• **Written instruction**
Extend the news article on the research partnership between UNSW and Tata Consultancy Services past its final sentence, not the material that follows the article.

• **Source passage**

..............................

​UNSW partners with Tata Consultancy Services for VR, machine learning

The partnership will see the university work with the consultancy firm on research areas such as machine learning, virtual reality, robotics, data analytics, and cloud computing.

The University of New South Wales has announced a partnership with outsourcing giant Tata Consultancy Services that will see the pair undertake joint research in areas such as machine learning, virtual reality (VR), robotics, data analytics, and cloud computing.

Under the memorandum of understanding, UNSW said the organisations will work together on ideas which stem from pure technology research and give them real-world applications, with the agreement also opening up the prospect of exchanges of scholars and internships for UNSW students at Tata Consultancy's global research facilities.

The memorandum was signed by Tata Consultancy's CTO Ananth Krishnan and UNSW's deputy vice-chancellor enterprise professor Brian Boyle at the consultancy firm's Asia-Pacific Summit in Sydney.

..............................

• **Supplied data**
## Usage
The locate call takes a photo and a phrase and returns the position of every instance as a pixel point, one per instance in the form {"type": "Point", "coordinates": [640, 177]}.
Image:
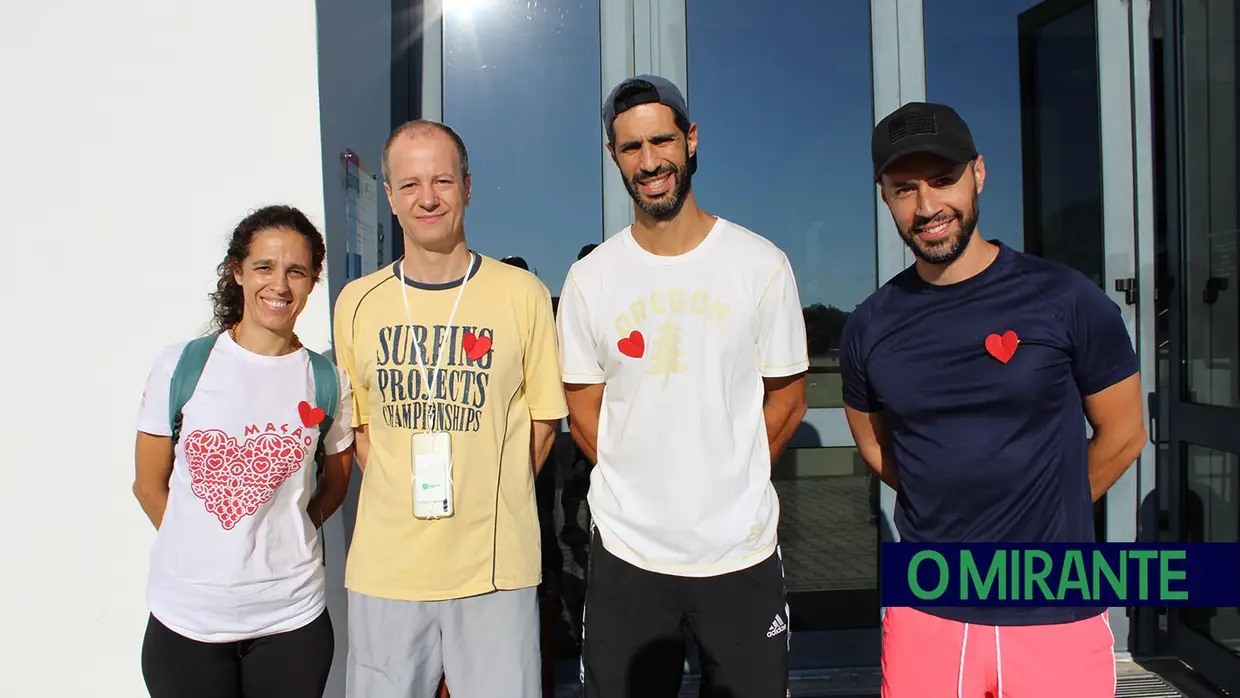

..............................

• **Exercise result**
"There is a lot that UNSW and Tata Consultancy Services can offer each other," Boyle said. "UNSW excels in taking our research breakthroughs and partnering with industry to make a significant global impact. Working with TCS will build on UNSW's strong international links and help accelerate innovation by opening up new opportunities around the world."

Tata Consultancy Services, which is part of India's largest industrial conglomerate, the Tata group, has formed alliances with major academic institutions worldwide in what it said was a bid to encourage new developments in the area of research.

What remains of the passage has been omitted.